Required actions
A - In the bug report, which error does get_last_error() return?
B - Revise the records from the line with "Where can you see the grandstand" through the end of the records, changing "report the position" to "give the location" and leaving everything else as it is. Return only those lines.

Given text
↓

Bug #57720 InnoDB crashes at startup in Windows Vista/7 in os0sync.c; os_cond_wait_timed()
Submitted: 25 Oct 2010 20:32 Modified: 14 Dec 2010 19:17
Reporter: Kevin Lewis Email Updates:
Status: Closed Impact on me:
None 
Category:MySQL Server: InnoDB storage engine Severity:S3 (Non-critical)
Version:mysql-5.5-innodb OS:Microsoft Windows (Vista & 7)
Assigned to: Kevin Lewis CPU Architecture:Any

[25 Oct 2010 20:32] Kevin Lewis
Description:
Due to a recent change to add a 1 second timeout to the lower level use of CONDITION_VARIABLE on Windows, an assert is being hit.  The assert is that an error other than WAIT_TIMEOUT is returned from SleepConditionVariableCS() on Windows Vista.  Note that I reproduced this within a Vista VM running on MacOS 10.5.

The error returned from get_last_error() is ERROR_TIMEOUT.  From http://msdn.microsoft.com/en-us/library/ms686301%28VS.85%29.aspx, "Condition variables are subject to spurious wakeups (those not associated with an explicit wake) and stolen wakeups (another thread manages to run before the woken thread)." This ERROR_TIMEOUT must be a result of a 'spurious' timeout.  As such, it should be handled just like a normal timeout.

How to repeat:
mysql-test-run --suite=innodb  on Windows Vista with mysql-5.5-innodb.

Suggested fix:
In os0sync.c; os_cond_wait_timed()

	ret = sleep_condition_variable(cond, mutex, time_in_ms);

+	if (!ret) {
+		last_error = GetLastError();
+		if (last_error == WAIT_TIMEOUT) {
+			return(TRUE);
+		}
+		/* From http://msdn.microsoft.com/en-us/library/ms686301%28VS.85%29.aspx,
+		"Condition variables are subject to spurious wakeups
+		(those not associated with an explicit wake) and stolen wakeups 
+		(another thread manages to run before the woken thread)." 
+		Act like it was a real timeout.  Conditions are checked by the caller.*/
+		if (last_error == ERROR_TIMEOUT) {
+			return(TRUE);
+		}
+	}

Or the long explanation could be skipped and ERROR_TIMEOUT could be checked on the same line as WAIT_TIMEOUT.

↑

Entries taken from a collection
↓

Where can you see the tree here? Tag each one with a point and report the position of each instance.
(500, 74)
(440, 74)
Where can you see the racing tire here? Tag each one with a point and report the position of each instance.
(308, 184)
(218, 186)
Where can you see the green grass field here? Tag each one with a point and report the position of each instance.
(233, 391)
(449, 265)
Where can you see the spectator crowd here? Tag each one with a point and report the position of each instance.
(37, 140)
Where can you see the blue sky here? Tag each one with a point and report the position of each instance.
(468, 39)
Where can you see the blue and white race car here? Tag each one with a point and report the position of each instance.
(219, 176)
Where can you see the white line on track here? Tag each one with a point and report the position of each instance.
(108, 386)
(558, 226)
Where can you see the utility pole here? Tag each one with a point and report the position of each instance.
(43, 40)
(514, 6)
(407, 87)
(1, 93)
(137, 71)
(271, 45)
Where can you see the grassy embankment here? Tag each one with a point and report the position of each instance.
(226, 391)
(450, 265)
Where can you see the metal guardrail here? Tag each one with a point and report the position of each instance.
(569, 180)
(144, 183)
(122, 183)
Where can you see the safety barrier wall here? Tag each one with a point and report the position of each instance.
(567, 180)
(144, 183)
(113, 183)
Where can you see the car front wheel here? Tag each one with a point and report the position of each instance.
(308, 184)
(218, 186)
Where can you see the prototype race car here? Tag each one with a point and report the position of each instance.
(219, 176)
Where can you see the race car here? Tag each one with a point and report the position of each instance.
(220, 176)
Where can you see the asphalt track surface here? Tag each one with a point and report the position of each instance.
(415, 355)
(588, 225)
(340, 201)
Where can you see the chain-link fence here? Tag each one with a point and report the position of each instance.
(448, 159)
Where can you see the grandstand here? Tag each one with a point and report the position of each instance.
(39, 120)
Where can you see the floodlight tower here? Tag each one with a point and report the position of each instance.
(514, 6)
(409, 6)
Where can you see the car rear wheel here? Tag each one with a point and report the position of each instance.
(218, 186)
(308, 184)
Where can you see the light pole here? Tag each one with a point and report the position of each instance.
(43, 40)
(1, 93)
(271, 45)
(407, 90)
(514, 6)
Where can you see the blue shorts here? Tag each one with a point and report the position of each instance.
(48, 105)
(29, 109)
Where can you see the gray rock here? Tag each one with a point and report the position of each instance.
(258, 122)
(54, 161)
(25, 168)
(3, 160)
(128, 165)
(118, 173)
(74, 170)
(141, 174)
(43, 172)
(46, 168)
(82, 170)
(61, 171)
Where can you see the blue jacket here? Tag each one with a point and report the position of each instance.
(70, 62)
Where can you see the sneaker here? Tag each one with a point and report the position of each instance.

↑

Answers to the problems
A - ERROR_TIMEOUT.

B -
Where can you see the grandstand here? Tag each one with a point and give the location of each instance.
(39, 120)
Where can you see the floodlight tower here? Tag each one with a point and give the location of each instance.
(514, 6)
(409, 6)
Where can you see the car rear wheel here? Tag each one with a point and give the location of each instance.
(218, 186)
(308, 184)
Where can you see the light pole here? Tag each one with a point and give the location of each instance.
(43, 40)
(1, 93)
(271, 45)
(407, 90)
(514, 6)
Where can you see the blue shorts here? Tag each one with a point and give the location of each instance.
(48, 105)
(29, 109)
Where can you see the gray rock here? Tag each one with a point and give the location of each instance.
(258, 122)
(54, 161)
(25, 168)
(3, 160)
(128, 165)
(118, 173)
(74, 170)
(141, 174)
(43, 172)
(46, 168)
(82, 170)
(61, 171)
Where can you see the blue jacket here? Tag each one with a point and give the location of each instance.
(70, 62)
Where can you see the sneaker here? Tag each one with a point and give the location of each instance.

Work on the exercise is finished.